_Page text_
===

FDA approves medical scope with disposable cap to fight superbug infections
Seeking to prevent superbug outbreaks, federal health officials said they have approved the first gastrointestinal medical scope with a disposable cap for use in the U.S.
The Food and Drug Administration said that the design of the new duodenoscope by Japanese device maker Pentax should make it easier to remove dangerous bacteria that can become trapped inside these reusable instruments.
“We believe the new disposable distal cap represents a major step toward lowering the risk of future infections associated with these devices,” Dr. William Maisel, the acting director of the FDA’s Office of Device Evaluation, said in a statement Wednesday. “We encourage companies to continue to pursue innovations that will help reduce the risk to patients.”
But some medical experts questioned whether this design change goes far enough to protect patients.
“This new scope will probably reduce the infection risk, but I’m not sure by how much,” said Lawrence Muscarella, a hospital-safety consultant in Montgomeryville, Pa.
In addition, he and other experts said, this is just one scope, and its modest redesign will not address the shortcomings that plague many different medical scopes that are on the market and continue to put patients at risk of antibiotic-resistant infections.
Pentax didn’t provide any details Thursday about when the new duodenoscope will be available or what it may cost. In general, duodenoscopes can cost as much as $40,000 apiece, and they can represent a major expense for hospitals that handle a large volume of procedures.
In a statement, the company said “the disposable distal cap design represents a significant advancement in infection control.”
One advantage of a removable cap is that it would allow hospital cleaning staff better access to tiny crevices and small parts at the tip of the scope. Some areas are hard to reach with brushes and washing machines, increasing the risk of bacteria being passed from one patient to another.
While the scope tip has proven troublesome, experts say harmful bacteria also have been found in other areas, such as biopsy ports and instrument channels.
“I think it may be a step in the right direction to have single-use components whenever possible. But we still have gaps here,” said Cori Ofstead, a researcher and epidemiologist in St. Paul, Minn.
She and other infection-control experts are urging manufacturers and regulators to move toward sterilization for all medical scopes, which would involve gas or chemicals and be a step above the current federal requirement for high-level disinfection. That change probably would require further design changes to enable complex scopes to withstand the process.

===

_Extracted data_

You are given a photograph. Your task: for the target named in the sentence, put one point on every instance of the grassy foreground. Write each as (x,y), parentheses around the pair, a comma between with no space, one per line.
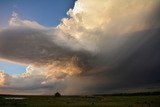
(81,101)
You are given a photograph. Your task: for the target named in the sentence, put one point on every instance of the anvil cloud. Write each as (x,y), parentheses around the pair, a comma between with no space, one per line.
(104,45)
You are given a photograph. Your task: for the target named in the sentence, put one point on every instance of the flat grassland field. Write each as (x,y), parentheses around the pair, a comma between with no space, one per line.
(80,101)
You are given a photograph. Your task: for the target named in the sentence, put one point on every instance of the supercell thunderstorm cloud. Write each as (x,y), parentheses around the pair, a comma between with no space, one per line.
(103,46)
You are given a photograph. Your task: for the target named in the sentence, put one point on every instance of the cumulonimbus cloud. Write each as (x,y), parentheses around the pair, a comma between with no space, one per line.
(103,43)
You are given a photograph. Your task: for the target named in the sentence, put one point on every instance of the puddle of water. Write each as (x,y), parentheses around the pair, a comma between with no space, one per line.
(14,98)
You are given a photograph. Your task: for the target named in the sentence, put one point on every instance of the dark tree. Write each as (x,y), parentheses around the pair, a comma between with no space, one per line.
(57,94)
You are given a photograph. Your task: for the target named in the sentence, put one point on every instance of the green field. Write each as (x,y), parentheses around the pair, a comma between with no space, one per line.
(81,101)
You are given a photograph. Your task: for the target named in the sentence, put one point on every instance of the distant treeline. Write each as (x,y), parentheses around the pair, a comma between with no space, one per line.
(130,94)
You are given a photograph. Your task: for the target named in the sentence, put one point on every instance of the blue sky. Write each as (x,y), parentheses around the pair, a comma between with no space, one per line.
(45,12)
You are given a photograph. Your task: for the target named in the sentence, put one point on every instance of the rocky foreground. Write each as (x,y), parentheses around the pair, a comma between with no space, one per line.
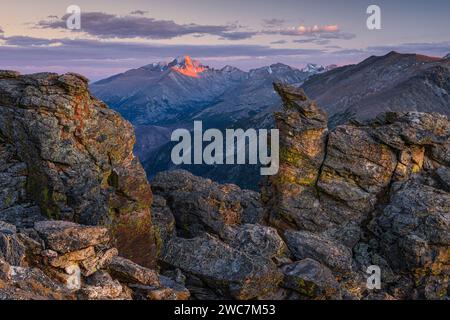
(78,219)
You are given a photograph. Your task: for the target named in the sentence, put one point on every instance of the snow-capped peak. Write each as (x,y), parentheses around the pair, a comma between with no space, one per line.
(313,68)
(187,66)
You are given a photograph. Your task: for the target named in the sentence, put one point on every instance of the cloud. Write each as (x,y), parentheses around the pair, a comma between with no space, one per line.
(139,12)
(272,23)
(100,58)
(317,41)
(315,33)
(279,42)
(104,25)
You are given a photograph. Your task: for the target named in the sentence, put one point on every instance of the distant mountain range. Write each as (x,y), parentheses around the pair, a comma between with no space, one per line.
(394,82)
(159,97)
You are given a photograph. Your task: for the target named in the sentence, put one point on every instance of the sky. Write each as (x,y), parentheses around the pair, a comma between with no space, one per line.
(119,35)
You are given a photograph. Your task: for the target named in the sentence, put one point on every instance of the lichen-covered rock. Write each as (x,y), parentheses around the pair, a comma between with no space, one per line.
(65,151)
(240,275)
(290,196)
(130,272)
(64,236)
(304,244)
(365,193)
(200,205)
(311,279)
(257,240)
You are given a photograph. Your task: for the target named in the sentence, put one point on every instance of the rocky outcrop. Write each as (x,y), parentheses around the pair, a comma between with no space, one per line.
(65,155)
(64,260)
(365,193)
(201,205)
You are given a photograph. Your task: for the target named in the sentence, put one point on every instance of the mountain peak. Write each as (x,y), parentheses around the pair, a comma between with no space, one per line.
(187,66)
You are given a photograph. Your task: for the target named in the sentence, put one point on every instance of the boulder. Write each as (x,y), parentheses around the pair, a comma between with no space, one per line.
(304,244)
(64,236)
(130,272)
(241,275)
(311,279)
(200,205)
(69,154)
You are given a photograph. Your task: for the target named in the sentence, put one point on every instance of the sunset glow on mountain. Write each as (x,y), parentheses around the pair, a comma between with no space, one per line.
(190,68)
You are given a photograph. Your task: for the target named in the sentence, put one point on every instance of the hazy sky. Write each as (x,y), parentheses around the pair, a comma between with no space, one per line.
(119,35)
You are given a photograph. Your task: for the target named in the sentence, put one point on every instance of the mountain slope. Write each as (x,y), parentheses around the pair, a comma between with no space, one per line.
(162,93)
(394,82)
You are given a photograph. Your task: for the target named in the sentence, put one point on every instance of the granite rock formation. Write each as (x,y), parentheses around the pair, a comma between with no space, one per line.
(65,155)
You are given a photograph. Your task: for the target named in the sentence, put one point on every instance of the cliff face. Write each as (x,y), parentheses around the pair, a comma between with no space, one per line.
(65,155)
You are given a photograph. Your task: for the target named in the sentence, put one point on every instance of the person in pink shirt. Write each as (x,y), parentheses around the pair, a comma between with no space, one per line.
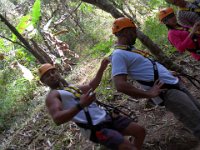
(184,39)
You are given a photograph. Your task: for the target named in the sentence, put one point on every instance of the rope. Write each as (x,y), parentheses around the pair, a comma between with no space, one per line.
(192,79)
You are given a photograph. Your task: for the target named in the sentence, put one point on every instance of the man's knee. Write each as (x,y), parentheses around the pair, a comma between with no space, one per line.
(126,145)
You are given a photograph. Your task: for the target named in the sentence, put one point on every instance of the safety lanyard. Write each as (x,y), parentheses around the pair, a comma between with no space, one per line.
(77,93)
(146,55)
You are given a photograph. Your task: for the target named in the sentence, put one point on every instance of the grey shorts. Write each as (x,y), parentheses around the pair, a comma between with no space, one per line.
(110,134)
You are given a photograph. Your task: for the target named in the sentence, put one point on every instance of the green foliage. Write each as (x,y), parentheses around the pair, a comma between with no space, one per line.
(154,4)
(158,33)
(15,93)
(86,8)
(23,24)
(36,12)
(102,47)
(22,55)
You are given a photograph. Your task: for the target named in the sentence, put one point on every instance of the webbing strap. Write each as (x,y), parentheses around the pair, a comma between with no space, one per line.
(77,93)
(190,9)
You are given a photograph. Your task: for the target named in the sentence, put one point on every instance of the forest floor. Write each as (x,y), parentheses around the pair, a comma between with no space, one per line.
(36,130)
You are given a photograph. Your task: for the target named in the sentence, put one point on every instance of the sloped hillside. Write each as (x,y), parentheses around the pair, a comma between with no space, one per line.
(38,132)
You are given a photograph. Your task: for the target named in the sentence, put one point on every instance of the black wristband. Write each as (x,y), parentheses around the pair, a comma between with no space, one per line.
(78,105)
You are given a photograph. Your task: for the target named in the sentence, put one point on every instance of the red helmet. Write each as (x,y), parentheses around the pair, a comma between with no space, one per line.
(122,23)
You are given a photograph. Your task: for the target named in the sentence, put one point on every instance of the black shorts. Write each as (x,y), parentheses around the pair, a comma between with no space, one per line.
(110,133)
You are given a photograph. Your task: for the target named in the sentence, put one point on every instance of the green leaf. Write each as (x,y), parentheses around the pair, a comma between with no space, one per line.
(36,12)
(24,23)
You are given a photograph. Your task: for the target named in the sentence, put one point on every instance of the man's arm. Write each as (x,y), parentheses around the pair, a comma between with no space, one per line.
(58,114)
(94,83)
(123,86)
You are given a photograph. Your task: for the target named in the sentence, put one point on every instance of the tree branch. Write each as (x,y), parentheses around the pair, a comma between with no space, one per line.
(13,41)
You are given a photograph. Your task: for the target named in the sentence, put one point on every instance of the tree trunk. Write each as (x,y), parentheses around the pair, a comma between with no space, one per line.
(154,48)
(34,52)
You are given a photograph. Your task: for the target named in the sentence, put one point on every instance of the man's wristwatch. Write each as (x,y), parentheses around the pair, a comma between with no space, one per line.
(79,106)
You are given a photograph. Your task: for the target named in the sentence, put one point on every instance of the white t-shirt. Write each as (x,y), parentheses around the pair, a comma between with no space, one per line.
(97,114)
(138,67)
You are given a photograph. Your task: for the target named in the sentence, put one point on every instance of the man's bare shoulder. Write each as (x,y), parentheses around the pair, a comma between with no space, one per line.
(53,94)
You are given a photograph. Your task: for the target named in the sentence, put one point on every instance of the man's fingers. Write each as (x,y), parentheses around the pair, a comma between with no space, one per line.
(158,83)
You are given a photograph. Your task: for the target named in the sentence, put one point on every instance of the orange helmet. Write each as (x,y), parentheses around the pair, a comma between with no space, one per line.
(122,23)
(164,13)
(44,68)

===

Return everything in the article on the FDA-approved scope from "She and other" down to "withstand the process.", copied with its wording unchanged. The rows have no connection to the text.

_Response to the task_
She and other infection-control experts are urging manufacturers and regulators to move toward sterilization for all medical scopes, which would involve gas or chemicals and be a step above the current federal requirement for high-level disinfection. That change probably would require further design changes to enable complex scopes to withstand the process.